START EXTRACT PROVIDED
Well, this turned into quite the post. I should have warned you so you could fix a bit of coffee and a snack. But seldom does one plan to let it all hang out. It just sort of happens one day. (Today, in particular, whilst cooking bacon for Kiddo's breakfast.) Those whirling, swirling thoughts have finally found their way out. This post was that proverbial straw that broke the camel's back for a person like me who must express feelings at all cost, lest they explode at the oddest occasion when it becomes too much (and my husband becomes my default outlet). I hope this post is the one that frees up my writing process by shattering my mental block. The one that gives me permission to put down the hammer or sponge or other housekeeping tool and write. Until tomorrow, friend.
END EXTRACT PROVIDED
START AVAILABLE DATA
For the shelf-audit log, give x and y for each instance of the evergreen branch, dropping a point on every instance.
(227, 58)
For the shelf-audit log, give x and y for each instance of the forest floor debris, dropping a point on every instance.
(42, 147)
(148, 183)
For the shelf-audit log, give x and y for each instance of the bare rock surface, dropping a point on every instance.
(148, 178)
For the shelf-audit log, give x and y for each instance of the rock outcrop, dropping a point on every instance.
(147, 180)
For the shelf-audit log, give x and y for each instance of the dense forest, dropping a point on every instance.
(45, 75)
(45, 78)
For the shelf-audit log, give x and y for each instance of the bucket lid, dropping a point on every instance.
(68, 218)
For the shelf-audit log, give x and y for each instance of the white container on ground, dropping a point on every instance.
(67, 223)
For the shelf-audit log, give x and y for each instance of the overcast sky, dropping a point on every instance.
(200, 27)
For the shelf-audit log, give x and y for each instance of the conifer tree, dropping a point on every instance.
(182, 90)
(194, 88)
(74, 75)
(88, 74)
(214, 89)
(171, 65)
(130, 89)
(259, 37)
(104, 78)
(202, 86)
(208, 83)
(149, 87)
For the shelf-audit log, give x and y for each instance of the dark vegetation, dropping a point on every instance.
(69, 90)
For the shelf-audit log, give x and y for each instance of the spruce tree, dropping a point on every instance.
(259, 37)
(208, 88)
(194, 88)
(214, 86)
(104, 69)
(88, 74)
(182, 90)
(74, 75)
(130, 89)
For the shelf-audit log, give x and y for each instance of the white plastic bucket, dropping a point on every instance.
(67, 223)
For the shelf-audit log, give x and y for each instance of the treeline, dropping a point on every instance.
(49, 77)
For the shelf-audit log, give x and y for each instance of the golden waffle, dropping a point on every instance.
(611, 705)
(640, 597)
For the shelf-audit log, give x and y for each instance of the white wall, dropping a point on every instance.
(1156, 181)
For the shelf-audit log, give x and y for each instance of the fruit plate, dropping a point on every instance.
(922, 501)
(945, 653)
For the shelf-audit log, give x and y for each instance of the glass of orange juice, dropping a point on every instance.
END AVAILABLE DATA
EXERCISE DIRECTIONS.
Write out the blog post word for word from "Well, this turned" to "Until tomorrow, friend.". The data has nothing to do with the blog post.

SOLUTION.
Well, this turned into quite the post. I should have warned you so you could fix a bit of coffee and a snack. But seldom does one plan to let it all hang out. It just sort of happens one day. (Today, in particular, whilst cooking bacon for Kiddo's breakfast.) Those whirling, swirling thoughts have finally found their way out. This post was that proverbial straw that broke the camel's back for a person like me who must express feelings at all cost, lest they explode at the oddest occasion when it becomes too much (and my husband becomes my default outlet). I hope this post is the one that frees up my writing process by shattering my mental block. The one that gives me permission to put down the hammer or sponge or other housekeeping tool and write. Until tomorrow, friend.